--- Task instructions ---
1 - In the discussion of youth work, when does the Leicester City commenter say they parted company with the CAF process?
2 - Extend the discussion of youth work beyond its last sentence.

Are you working this way already?
What is the reality?
What is it like to manage workers doing this role?
What are the positives if any?
Have you been able to manage in a democratic way, given the inherently target based approach?
Can you retain the values and empathy of the youth work role?

Oh yes, and did I mention that open youth work would be minimal or non-existent? No? sorry, just assumed everyone took that as read…..

These are but some of the responses, which reflect the shifting priorities and dilemmas on the ground and the continuing integration, even disappearance of youth services/youth work. These scenarios are skated over in much of the debate about whether boundaries should or should not be blurred.

Check out Leicestershire County Council’s model. Sounds exactly the same but did this over 4/5 years ago. The merge was depressing, the youth work became very diluted. Ultimately it is social work but on a very low wage.  I now work in the voluntary sector

I’m Leicester City. We parted company with the CAF process about two years ago and moved towards an integrated early help/targeted youth support model at around the same time. Our full time workers and senior youth support workers are expected to carry a case load of Targeted Youth Support work as well as maintain delivery of open access youth provision or street based work. We’re about to enter into another ‘remodelling’ exercise which is likely to move us further along the road towards a social work lite approach to work with young people. We’re also part way through a process of closing down significant numbers of our youth centres and children centres. Indications are that the focus will be on more generic family support in the future. Crock of proverbial shit and precious little recognition of or support for any kind of critical pedagogy.

Qualification is an issue. As a Community & Youth Worker who has worked closely with Social Workers, I know enough to know that I am not a Social Worker. As mentioned above – deprofessionalisation. I have also worked with generic ‘children’s services’ – and Social Work training is not a suitable background for Informal Education or a group/community approach to intervention. Even superficial similarities can be misleading, with terminology having different assumptions & professional models behind them. I would hope to see ‘conversion’ courses – at PGC to Masters level – for people who already have appropriate Professional qualifications; but I suspect that this will not happen.

--- Recorded information ---
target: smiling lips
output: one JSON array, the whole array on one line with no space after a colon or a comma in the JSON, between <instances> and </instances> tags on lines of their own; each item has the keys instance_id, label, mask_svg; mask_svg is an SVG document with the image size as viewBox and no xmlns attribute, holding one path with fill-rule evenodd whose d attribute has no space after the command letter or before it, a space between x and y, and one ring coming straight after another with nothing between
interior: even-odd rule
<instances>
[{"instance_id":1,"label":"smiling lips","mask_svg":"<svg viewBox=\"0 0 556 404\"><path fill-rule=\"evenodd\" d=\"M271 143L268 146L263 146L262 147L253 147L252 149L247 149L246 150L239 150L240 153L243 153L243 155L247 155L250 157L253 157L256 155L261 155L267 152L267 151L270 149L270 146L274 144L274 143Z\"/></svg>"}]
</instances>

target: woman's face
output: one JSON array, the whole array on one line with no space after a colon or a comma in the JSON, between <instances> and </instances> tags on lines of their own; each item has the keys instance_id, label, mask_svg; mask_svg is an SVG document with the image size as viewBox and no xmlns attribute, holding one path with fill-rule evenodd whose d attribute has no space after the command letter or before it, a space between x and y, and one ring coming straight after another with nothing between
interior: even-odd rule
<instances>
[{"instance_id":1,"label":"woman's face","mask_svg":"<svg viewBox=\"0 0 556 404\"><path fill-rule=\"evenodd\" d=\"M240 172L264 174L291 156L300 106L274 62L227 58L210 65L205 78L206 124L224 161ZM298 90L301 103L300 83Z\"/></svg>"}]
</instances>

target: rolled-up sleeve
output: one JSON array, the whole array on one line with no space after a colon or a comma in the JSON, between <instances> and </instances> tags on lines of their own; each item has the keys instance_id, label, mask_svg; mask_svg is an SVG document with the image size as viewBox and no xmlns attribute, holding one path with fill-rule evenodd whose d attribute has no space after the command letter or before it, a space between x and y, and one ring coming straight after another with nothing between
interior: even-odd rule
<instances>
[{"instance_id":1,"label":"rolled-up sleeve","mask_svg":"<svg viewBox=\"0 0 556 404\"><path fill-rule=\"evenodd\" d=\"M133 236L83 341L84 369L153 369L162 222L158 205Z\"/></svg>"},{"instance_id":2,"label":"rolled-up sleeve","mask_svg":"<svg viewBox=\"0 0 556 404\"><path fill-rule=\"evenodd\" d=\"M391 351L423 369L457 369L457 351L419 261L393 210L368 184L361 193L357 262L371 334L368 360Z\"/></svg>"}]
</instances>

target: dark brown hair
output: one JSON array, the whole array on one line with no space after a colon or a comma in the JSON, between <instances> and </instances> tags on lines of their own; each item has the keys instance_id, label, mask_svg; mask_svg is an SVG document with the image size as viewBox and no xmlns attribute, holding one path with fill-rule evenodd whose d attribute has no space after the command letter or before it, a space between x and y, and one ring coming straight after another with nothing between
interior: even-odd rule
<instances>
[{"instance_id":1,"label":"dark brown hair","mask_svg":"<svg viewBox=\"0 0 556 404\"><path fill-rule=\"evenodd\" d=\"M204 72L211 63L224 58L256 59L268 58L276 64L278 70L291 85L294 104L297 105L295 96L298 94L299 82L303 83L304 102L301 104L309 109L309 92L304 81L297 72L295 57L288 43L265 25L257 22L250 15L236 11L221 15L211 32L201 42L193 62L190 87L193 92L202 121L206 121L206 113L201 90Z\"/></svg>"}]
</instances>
==
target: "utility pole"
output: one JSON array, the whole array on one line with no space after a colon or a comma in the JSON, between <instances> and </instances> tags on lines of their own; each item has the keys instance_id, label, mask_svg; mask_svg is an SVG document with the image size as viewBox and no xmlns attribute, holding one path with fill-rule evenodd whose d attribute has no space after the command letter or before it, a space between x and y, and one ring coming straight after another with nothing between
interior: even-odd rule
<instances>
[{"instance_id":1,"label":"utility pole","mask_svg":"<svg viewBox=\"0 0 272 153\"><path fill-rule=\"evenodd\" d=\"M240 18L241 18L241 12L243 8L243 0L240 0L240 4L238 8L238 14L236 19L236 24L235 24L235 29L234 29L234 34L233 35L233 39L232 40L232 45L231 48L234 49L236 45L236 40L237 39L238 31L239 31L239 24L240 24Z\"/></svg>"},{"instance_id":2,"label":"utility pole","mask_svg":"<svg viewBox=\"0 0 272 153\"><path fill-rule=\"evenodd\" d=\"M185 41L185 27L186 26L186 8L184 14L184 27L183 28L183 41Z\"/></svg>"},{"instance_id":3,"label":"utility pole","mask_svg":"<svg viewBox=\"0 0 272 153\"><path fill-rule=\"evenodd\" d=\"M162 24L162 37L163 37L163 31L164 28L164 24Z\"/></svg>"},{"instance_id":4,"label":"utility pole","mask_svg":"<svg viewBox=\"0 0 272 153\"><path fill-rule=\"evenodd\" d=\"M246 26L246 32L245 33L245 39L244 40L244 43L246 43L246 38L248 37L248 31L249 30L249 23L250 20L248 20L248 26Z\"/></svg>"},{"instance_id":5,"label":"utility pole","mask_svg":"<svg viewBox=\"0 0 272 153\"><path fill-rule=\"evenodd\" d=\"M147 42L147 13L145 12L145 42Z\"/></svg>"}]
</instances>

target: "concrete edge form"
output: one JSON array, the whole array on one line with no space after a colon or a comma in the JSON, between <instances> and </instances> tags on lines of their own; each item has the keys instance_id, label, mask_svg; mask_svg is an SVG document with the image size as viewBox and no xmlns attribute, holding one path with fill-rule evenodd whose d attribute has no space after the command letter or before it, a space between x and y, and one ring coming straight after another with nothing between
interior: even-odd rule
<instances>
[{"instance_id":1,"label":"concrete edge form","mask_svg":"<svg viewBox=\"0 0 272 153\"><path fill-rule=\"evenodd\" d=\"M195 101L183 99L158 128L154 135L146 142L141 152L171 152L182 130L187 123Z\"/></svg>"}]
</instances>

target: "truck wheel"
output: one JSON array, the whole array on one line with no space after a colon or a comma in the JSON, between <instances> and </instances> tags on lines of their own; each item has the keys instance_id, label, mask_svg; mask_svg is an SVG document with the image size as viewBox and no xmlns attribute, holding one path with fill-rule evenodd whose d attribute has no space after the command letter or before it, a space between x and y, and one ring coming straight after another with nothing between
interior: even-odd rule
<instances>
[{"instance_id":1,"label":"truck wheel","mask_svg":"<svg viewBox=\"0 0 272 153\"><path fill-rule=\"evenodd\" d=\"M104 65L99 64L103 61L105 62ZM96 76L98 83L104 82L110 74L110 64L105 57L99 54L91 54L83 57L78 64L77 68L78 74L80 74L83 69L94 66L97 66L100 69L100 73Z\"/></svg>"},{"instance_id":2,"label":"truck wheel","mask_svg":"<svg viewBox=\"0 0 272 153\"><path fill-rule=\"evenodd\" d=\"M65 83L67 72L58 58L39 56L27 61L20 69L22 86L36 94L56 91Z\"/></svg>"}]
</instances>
---
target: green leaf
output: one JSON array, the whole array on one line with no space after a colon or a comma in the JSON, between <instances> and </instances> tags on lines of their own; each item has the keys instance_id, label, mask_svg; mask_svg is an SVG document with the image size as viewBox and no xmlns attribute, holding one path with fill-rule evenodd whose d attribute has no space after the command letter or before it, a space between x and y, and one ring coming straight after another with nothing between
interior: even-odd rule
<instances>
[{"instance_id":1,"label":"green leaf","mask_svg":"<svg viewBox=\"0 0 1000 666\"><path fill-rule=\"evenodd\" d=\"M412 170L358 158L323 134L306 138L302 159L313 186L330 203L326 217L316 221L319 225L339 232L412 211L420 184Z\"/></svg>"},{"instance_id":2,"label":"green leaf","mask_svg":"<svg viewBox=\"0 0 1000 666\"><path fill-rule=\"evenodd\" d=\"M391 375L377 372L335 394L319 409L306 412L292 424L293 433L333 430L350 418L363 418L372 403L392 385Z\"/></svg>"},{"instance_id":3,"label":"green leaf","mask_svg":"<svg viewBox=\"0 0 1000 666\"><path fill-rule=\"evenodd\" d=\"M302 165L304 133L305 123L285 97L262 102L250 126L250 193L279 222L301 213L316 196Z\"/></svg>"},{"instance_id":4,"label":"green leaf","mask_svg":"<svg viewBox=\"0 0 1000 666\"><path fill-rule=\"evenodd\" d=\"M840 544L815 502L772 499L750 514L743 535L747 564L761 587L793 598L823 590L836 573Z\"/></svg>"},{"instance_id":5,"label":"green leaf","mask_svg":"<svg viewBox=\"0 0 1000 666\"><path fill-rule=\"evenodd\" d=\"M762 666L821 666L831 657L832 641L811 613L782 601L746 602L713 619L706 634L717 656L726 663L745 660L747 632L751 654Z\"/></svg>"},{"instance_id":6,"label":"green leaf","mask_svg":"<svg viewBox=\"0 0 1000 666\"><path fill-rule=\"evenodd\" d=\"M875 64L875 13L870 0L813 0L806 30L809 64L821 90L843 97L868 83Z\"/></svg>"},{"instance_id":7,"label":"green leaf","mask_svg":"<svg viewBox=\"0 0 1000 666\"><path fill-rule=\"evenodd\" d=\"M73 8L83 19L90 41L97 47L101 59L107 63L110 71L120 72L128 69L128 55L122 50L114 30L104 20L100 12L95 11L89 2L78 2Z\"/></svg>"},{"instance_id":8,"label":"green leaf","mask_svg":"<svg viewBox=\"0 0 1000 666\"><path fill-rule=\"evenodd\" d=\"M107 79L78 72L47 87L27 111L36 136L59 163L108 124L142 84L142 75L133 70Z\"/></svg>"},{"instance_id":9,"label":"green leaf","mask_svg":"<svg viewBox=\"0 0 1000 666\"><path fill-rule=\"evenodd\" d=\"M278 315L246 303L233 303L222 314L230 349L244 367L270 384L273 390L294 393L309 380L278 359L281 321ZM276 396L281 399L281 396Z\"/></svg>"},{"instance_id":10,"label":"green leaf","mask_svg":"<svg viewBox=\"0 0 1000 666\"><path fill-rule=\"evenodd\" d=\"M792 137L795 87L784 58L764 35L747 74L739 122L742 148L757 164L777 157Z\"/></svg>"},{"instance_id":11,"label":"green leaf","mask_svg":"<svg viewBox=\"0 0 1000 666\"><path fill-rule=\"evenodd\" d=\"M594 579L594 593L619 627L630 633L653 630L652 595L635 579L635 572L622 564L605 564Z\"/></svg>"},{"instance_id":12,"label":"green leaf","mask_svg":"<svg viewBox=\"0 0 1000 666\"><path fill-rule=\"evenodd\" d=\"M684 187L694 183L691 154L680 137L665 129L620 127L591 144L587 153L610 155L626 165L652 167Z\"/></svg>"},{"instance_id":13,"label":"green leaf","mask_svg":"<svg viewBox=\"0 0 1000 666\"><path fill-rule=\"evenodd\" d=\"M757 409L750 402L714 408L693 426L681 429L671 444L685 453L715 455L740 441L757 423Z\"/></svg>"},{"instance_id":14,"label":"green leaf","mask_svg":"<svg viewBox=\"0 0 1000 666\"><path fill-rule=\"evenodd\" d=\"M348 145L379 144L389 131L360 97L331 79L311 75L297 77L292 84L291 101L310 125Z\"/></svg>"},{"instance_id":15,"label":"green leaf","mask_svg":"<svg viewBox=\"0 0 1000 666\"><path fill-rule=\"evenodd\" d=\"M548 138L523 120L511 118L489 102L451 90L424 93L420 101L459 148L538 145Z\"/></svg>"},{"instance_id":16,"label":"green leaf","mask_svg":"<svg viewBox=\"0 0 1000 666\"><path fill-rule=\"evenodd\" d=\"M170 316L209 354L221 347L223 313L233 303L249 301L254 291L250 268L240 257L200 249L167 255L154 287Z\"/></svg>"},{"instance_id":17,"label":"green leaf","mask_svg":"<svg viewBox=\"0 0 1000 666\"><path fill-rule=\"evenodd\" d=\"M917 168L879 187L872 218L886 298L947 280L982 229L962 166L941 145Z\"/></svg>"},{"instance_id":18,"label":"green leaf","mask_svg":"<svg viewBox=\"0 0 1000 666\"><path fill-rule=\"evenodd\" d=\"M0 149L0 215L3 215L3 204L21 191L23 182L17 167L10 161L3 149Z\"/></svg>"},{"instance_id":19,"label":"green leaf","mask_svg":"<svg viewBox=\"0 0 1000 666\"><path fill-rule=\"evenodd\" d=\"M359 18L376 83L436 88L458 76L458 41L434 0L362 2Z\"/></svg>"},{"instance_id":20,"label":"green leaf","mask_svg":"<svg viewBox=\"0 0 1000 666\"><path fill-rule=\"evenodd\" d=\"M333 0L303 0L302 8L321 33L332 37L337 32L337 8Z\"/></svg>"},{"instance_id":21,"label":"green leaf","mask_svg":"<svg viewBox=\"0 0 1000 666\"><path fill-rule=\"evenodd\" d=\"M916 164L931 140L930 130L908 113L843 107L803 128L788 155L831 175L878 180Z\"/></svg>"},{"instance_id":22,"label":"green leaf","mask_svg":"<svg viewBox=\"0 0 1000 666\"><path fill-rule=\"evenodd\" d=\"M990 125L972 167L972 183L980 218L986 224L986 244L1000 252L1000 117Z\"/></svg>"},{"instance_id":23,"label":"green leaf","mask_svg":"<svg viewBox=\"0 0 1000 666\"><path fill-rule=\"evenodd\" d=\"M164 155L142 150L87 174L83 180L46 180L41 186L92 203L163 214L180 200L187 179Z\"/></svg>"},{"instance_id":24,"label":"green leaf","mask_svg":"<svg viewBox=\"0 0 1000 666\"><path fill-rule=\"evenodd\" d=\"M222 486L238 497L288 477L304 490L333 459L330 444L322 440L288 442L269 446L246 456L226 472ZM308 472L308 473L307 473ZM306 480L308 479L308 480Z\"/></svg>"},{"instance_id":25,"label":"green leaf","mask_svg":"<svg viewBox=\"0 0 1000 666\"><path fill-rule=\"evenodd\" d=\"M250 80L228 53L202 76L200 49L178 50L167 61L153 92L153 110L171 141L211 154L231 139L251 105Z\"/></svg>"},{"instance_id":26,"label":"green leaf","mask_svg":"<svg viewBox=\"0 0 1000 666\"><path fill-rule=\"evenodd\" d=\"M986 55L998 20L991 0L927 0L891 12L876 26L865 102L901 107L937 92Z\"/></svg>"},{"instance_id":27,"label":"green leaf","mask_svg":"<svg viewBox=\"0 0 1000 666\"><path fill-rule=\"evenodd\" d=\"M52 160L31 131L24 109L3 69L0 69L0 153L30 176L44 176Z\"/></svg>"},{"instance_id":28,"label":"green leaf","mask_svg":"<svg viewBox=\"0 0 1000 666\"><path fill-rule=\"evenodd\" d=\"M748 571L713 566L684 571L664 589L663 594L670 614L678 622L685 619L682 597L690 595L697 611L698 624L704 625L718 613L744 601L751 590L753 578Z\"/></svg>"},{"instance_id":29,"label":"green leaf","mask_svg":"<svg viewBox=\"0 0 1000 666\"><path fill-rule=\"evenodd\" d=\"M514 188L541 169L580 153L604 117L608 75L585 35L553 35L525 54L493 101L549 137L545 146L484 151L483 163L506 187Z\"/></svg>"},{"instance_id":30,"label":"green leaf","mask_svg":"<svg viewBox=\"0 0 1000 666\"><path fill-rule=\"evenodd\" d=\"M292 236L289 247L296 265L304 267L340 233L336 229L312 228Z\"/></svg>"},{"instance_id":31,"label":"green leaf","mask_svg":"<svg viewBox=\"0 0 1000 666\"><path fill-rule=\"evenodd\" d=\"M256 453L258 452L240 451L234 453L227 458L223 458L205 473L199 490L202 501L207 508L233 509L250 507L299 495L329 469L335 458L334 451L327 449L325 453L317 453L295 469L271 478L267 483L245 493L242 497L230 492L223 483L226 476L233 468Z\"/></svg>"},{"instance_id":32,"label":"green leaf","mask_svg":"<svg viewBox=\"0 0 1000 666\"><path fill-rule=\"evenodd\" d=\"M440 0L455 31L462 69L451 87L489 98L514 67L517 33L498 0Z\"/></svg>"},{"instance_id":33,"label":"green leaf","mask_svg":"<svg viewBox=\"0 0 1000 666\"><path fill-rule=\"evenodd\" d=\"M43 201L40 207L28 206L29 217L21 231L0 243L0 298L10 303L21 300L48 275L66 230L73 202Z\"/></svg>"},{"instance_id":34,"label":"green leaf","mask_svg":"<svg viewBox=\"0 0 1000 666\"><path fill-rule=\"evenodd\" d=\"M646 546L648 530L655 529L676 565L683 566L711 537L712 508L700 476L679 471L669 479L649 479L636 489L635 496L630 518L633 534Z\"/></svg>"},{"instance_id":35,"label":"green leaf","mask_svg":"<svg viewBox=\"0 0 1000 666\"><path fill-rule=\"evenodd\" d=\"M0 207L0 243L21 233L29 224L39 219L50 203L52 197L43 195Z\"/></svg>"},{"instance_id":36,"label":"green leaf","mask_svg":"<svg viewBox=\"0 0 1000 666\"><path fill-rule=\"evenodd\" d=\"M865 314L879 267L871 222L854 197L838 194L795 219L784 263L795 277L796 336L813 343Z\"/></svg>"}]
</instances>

--- Responses to the exercise ---
1 - About two years ago.

2 -
I’m in that camp, might as well get a Social Work degree and get paid 5k more. I don’t agree that youth work cannot do same job. I believe our training is better able to tackle social problems inside and outside the home. There are just different forms and approaches!! The danger is the criticism the Youth Work heard about Social Work not being present, available, being human – is that the pressure will turn our services into the same quick fix programme.

There’s no ‘community’ in our practice in Leicester City now. The community development element of our role has been sacrificed in order to free up more capacity to carry ever increasing case loads of Targeted Youth interventions! Since we moved to an early help model, we have no senior management who come from an educational background, informal or otherwise.

Sadly that mirrors the reality of many parts of the country. The first head of the combined ‘Children’s Services’ in one County seemed to enjoy going round meetings telling people the there was no such thing as a ‘Youth Service’.

Caseload of 20! That’ll last about a month. I don’t know anyone in children’s services with less than 35 and most working 40-50. The ideology is corrupt at its base and the methodology employed crap. The reason young people in these programmes and in care for that matter continue to have poorer outcomes is that those working with them are manacled to Key Performance Indicators that have a higher priority than furthering the education and options of the individual they are working with. Following procedure is the mantra, doing what is right for that young people in that place at that time has no credence whatsoever, even if it is agreed, if it’s not in the playbook it’s not allowed to happen, if it is allowed to happen it has to go through 19 layers of bureaucracy by which time the moment is lost and circumstances changed so it becomes irrelevant.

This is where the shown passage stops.